EXERCISE DATA
--- START ---
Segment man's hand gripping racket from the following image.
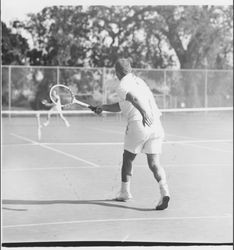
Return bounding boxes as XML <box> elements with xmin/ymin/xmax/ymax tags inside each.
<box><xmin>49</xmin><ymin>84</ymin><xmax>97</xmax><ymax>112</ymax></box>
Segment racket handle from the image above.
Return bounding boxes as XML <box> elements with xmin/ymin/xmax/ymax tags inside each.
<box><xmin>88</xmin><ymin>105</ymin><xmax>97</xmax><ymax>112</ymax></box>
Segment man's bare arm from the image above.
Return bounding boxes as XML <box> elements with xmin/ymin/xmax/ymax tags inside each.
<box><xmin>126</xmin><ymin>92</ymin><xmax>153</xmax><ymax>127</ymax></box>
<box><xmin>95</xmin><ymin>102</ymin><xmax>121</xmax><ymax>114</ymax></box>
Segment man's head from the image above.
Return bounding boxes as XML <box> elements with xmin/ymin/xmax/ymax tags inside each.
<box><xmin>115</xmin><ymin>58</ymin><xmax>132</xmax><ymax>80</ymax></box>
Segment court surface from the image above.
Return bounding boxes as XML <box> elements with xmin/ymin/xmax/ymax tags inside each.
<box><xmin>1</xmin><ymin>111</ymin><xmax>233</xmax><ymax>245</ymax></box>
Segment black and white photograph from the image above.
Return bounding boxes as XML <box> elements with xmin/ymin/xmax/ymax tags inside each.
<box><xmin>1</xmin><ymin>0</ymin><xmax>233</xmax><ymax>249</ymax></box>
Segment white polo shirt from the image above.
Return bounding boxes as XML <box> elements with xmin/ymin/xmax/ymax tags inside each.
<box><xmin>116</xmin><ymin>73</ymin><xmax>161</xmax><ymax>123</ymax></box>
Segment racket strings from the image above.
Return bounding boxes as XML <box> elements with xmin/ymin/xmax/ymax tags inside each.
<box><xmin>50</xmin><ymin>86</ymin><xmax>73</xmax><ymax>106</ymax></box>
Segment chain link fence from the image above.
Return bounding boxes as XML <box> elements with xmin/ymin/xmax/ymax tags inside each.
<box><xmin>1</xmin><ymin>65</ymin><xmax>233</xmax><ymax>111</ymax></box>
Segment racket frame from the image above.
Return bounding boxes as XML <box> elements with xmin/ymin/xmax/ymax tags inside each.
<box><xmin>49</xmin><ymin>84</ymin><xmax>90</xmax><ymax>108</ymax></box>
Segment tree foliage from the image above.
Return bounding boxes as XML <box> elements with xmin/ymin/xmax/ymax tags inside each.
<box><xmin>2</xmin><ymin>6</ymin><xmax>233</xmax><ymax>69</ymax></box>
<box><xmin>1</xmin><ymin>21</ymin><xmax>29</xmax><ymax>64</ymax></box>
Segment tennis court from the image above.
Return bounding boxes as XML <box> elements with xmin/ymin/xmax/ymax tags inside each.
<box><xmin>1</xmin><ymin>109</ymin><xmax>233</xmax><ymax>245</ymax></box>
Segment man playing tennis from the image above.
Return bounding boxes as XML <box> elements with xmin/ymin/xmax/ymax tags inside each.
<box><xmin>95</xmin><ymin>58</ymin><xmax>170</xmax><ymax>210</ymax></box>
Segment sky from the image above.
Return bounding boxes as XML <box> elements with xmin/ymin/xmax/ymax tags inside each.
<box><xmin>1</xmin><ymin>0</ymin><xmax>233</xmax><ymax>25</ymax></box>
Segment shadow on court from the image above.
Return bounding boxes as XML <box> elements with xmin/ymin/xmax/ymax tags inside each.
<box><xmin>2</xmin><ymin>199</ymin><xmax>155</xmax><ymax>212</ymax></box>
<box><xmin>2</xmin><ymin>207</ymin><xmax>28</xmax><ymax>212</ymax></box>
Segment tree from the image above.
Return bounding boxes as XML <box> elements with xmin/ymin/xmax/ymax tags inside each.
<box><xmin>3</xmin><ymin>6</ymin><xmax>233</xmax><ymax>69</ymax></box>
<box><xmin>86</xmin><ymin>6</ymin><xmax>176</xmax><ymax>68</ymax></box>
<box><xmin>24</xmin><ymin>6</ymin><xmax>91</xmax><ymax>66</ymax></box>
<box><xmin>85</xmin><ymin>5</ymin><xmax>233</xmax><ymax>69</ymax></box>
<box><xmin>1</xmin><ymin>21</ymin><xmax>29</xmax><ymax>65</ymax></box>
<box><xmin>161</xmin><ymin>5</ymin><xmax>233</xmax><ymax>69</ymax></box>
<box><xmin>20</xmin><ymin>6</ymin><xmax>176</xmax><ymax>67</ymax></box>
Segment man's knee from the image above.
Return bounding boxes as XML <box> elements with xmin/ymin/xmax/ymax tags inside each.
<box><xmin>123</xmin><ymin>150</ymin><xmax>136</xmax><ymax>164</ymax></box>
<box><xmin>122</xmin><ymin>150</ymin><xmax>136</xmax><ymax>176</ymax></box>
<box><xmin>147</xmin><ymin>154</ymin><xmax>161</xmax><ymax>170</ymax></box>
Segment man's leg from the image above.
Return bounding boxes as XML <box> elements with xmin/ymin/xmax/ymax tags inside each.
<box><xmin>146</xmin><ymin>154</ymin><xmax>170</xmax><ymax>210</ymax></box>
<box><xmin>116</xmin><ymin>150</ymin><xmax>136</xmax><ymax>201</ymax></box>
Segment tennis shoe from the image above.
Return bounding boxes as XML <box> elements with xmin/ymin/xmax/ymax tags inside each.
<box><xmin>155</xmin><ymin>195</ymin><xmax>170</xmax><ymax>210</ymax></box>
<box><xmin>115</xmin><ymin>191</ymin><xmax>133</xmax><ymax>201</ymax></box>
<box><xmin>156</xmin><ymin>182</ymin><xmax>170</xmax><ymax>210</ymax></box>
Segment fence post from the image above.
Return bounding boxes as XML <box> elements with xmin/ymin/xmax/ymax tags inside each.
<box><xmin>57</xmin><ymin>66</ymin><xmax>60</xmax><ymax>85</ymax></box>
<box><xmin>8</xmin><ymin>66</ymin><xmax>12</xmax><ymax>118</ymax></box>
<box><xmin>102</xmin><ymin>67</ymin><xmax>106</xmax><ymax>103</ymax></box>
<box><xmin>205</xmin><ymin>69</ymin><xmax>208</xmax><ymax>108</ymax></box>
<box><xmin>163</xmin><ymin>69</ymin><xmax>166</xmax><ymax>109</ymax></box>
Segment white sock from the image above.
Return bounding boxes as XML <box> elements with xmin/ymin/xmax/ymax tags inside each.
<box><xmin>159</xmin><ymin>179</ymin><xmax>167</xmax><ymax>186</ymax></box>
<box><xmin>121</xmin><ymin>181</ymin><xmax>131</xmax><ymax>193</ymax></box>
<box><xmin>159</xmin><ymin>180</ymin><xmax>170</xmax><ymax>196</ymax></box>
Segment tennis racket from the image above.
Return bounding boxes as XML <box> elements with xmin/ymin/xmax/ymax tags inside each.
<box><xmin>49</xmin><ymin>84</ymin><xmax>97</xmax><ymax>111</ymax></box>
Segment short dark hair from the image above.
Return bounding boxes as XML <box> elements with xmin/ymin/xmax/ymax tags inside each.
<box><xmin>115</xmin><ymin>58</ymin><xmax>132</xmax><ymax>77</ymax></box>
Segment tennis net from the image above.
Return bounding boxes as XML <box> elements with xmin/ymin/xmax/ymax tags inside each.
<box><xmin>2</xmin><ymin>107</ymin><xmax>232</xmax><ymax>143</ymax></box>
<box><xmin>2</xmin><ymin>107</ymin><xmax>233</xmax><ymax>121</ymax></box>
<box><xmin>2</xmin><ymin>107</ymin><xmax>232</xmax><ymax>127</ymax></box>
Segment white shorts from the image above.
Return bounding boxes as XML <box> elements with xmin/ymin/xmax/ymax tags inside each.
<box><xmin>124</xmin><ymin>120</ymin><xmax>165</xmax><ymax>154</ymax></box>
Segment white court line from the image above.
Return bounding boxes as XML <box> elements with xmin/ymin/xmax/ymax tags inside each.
--- END ---
EXERCISE BRIEF
Reproduce word for word the material above, beginning with the line that contains "Segment chain link" and ending with the line that contains "Segment sky from the image above.".

RESULT OF THE TASK
Segment chain link fence from the image above.
Return bounding boxes as XML <box> elements with xmin/ymin/xmax/ymax tags inside each.
<box><xmin>1</xmin><ymin>65</ymin><xmax>233</xmax><ymax>111</ymax></box>
Segment racket frame from the image above.
Return bounding boxes as XML <box> elements with xmin/ymin/xmax/ymax tags inside each.
<box><xmin>49</xmin><ymin>84</ymin><xmax>90</xmax><ymax>108</ymax></box>
Segment tree foliage from the image above.
Return bounding boxes as XML <box> elements with xmin/ymin/xmax/ymax tags inside each.
<box><xmin>2</xmin><ymin>6</ymin><xmax>233</xmax><ymax>69</ymax></box>
<box><xmin>1</xmin><ymin>21</ymin><xmax>29</xmax><ymax>64</ymax></box>
Segment tennis court from the image above.
Return bounding boxes as XML <box> elements with xmin/ymin/xmax/ymax tags inside each.
<box><xmin>1</xmin><ymin>109</ymin><xmax>233</xmax><ymax>245</ymax></box>
Segment man playing tennis from the image above.
Return bounding boxes as XML <box> elements with xmin/ymin/xmax/ymax tags inside each.
<box><xmin>95</xmin><ymin>58</ymin><xmax>170</xmax><ymax>210</ymax></box>
Segment sky from the image above.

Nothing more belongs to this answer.